*TASK TO COMPLETE*.
No pictures, everything else exact: set down the entries in full.

*EXCERPTED RECORDS*.
• • • • • • •

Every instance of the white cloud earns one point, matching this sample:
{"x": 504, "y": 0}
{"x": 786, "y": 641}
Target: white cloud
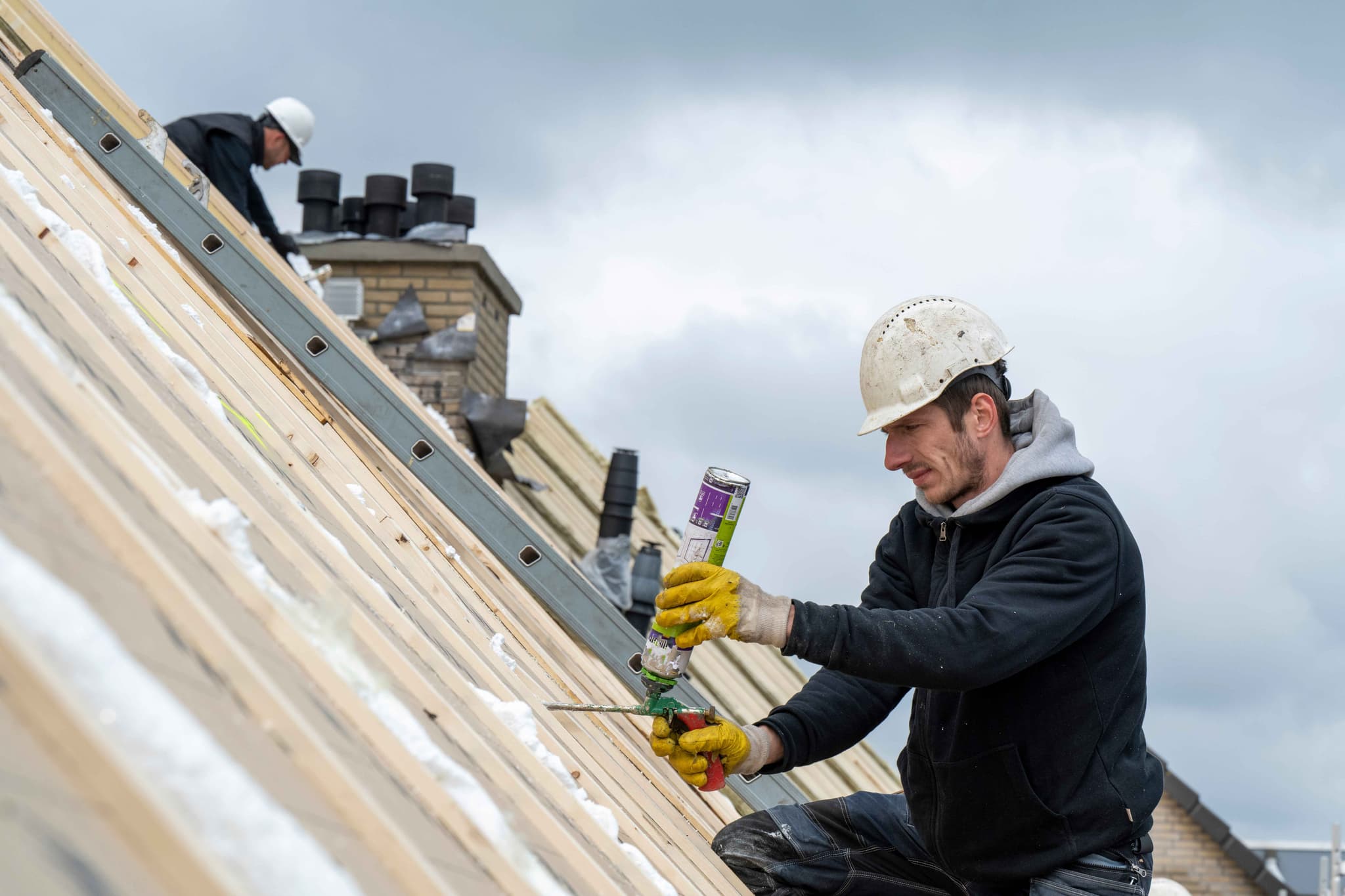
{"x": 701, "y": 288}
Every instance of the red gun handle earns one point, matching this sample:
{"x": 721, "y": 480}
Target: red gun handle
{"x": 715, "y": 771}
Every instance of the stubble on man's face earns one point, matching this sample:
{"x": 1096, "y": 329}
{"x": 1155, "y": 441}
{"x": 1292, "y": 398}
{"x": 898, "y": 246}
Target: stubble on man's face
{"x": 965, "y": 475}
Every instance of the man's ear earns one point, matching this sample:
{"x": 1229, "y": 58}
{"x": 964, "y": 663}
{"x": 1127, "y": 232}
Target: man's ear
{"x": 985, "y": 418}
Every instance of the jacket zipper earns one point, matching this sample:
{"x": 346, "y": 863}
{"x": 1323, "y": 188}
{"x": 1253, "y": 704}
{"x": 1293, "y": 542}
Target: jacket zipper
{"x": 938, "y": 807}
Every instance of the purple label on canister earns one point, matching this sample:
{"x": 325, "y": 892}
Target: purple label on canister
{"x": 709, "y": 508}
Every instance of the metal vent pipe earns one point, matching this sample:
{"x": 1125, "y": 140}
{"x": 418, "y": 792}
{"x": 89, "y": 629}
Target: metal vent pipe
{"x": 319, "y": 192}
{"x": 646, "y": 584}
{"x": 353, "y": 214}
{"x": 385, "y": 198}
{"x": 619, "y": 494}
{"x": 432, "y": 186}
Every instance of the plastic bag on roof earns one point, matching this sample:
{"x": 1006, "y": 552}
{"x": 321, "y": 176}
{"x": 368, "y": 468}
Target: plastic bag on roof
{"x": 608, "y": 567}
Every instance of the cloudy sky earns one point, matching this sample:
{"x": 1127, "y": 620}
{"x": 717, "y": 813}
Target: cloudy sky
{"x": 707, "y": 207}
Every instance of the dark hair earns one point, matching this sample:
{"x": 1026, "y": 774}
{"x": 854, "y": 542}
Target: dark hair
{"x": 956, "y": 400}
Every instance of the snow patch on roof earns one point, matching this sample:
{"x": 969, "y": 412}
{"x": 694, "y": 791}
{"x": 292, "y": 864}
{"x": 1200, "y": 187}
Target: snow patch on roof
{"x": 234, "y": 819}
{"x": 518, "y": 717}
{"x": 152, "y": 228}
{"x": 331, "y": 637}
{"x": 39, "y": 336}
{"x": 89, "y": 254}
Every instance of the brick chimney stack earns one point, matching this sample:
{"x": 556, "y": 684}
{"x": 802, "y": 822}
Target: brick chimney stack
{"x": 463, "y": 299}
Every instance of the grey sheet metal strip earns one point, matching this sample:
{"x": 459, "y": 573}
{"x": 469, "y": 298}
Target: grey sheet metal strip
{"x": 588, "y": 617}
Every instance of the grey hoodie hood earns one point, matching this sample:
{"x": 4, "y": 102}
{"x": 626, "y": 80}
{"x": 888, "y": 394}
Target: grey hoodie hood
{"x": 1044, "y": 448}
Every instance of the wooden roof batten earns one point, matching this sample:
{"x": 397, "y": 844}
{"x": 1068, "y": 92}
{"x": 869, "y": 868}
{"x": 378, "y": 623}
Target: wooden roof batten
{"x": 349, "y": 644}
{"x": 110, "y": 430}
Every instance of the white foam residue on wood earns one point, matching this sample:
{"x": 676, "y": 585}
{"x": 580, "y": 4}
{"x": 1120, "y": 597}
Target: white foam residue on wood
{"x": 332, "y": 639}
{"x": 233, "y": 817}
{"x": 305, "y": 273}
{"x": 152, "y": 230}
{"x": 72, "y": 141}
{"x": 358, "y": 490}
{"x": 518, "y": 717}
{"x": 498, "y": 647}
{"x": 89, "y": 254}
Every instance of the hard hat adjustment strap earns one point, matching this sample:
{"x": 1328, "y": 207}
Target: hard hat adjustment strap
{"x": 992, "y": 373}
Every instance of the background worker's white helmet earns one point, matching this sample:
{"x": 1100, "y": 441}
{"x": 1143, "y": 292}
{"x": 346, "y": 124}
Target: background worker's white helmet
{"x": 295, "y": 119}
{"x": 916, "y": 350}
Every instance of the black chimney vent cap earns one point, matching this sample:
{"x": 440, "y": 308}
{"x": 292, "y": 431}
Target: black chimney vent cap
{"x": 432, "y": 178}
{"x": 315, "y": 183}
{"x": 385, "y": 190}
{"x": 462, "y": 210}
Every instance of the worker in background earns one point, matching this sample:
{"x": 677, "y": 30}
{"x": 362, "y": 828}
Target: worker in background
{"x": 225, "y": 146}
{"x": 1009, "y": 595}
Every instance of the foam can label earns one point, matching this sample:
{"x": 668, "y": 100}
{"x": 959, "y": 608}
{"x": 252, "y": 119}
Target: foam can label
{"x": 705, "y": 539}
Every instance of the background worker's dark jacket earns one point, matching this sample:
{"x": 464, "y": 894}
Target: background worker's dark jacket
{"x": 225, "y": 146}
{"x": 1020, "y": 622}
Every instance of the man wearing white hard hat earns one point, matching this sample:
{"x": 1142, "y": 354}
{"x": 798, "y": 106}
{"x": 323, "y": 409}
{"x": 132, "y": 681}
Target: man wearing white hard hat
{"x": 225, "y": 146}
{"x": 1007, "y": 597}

• • • • • • •

*RESULT OF THIS TASK*.
Every instance of the white cloud earns one point, matching this sample:
{"x": 504, "y": 0}
{"x": 786, "y": 641}
Target: white cloud
{"x": 701, "y": 288}
Every instance of the red gun handle earns one point, matching this sample:
{"x": 721, "y": 480}
Target: red gun handle
{"x": 715, "y": 771}
Every instance of the stubble on man's face earns one point, matching this sample:
{"x": 1096, "y": 329}
{"x": 1155, "y": 441}
{"x": 1292, "y": 398}
{"x": 898, "y": 246}
Target: stubble on man's face
{"x": 965, "y": 475}
Every instance of the man's ear earns one point, matching this sample:
{"x": 1229, "y": 58}
{"x": 964, "y": 663}
{"x": 1127, "y": 232}
Target: man's ear
{"x": 985, "y": 418}
Every instance of the jacket zipper earns one point, matching this sample:
{"x": 346, "y": 863}
{"x": 1323, "y": 188}
{"x": 1253, "y": 704}
{"x": 1293, "y": 542}
Target: jacket zipper
{"x": 938, "y": 807}
Every instance of the purple label on canister earns one point, matching this sample:
{"x": 325, "y": 892}
Target: purple label on canister
{"x": 709, "y": 508}
Every instance of the metal vent pipe earns one point, matching this sample:
{"x": 1125, "y": 140}
{"x": 418, "y": 792}
{"x": 89, "y": 629}
Target: metal vent pipe
{"x": 319, "y": 192}
{"x": 646, "y": 584}
{"x": 353, "y": 214}
{"x": 385, "y": 198}
{"x": 619, "y": 494}
{"x": 432, "y": 186}
Every instance of the plastic bag on roof earns one point, matching this sample:
{"x": 1006, "y": 552}
{"x": 321, "y": 176}
{"x": 368, "y": 468}
Target: plastic bag on roof
{"x": 608, "y": 567}
Every instance of the cloudy sky earns one point, matching this sample:
{"x": 1127, "y": 620}
{"x": 717, "y": 813}
Target: cloudy sky
{"x": 707, "y": 207}
Every instance of the dark hair earns one point, matching this sample:
{"x": 1026, "y": 774}
{"x": 854, "y": 542}
Target: dark hair
{"x": 956, "y": 400}
Every instance of the snow patch on roof earns one point, matching this sample:
{"x": 969, "y": 412}
{"x": 694, "y": 791}
{"x": 292, "y": 864}
{"x": 1200, "y": 187}
Target: snow patch on roof
{"x": 234, "y": 819}
{"x": 518, "y": 717}
{"x": 152, "y": 228}
{"x": 331, "y": 637}
{"x": 39, "y": 336}
{"x": 89, "y": 254}
Every instance of the brick chimney stack earns one point, matching this sample:
{"x": 556, "y": 684}
{"x": 802, "y": 822}
Target: brick chimney stack
{"x": 463, "y": 299}
Every instance of the grey sheet metal strip earns one point, matching this sample:
{"x": 459, "y": 573}
{"x": 469, "y": 298}
Target: grey sheet metal strip
{"x": 588, "y": 617}
Every instance of the grey hoodie hood earns one point, matching this sample:
{"x": 4, "y": 102}
{"x": 626, "y": 80}
{"x": 888, "y": 394}
Target: grey hoodie hood
{"x": 1044, "y": 448}
Every instance of the wooden roof batten earns one point, matching this sample:
{"x": 397, "y": 844}
{"x": 1068, "y": 92}
{"x": 869, "y": 868}
{"x": 378, "y": 623}
Target: wooden roof batten
{"x": 349, "y": 644}
{"x": 110, "y": 430}
Every instance of the white foam residue on wood earns one point, matching this sample:
{"x": 676, "y": 585}
{"x": 580, "y": 4}
{"x": 1120, "y": 597}
Target: white foam residue on wood
{"x": 332, "y": 639}
{"x": 233, "y": 817}
{"x": 305, "y": 273}
{"x": 152, "y": 230}
{"x": 72, "y": 141}
{"x": 358, "y": 490}
{"x": 518, "y": 717}
{"x": 498, "y": 647}
{"x": 89, "y": 254}
Every instance of the hard hat adjustment strap earns one point, matching this sample:
{"x": 1328, "y": 207}
Target: hard hat adjustment strap
{"x": 992, "y": 373}
Every instance of the background worker's white helmet earns one point, matching this sample:
{"x": 1100, "y": 441}
{"x": 1143, "y": 292}
{"x": 346, "y": 124}
Target: background worker's white helmet
{"x": 295, "y": 119}
{"x": 916, "y": 350}
Every instance of the black chimney vent cap earns one point, matching this sample:
{"x": 440, "y": 308}
{"x": 292, "y": 431}
Target: black chimney vent cap
{"x": 432, "y": 178}
{"x": 315, "y": 183}
{"x": 385, "y": 190}
{"x": 462, "y": 210}
Every instance of the worker in background earns one point, matching this sample:
{"x": 677, "y": 30}
{"x": 362, "y": 828}
Target: worker in background
{"x": 225, "y": 146}
{"x": 1009, "y": 595}
Every instance of the foam can label earns one point, matching this sample:
{"x": 668, "y": 100}
{"x": 959, "y": 608}
{"x": 252, "y": 119}
Target: foam can label
{"x": 705, "y": 539}
Every instance of the background worker's dark jacket earns one point, matching this sample:
{"x": 464, "y": 894}
Target: background worker's dark jacket
{"x": 225, "y": 146}
{"x": 1020, "y": 622}
Every instance of the man wearing white hard hat earns one point, matching this sample:
{"x": 1142, "y": 354}
{"x": 798, "y": 106}
{"x": 323, "y": 409}
{"x": 132, "y": 681}
Target: man wearing white hard hat
{"x": 225, "y": 146}
{"x": 1007, "y": 597}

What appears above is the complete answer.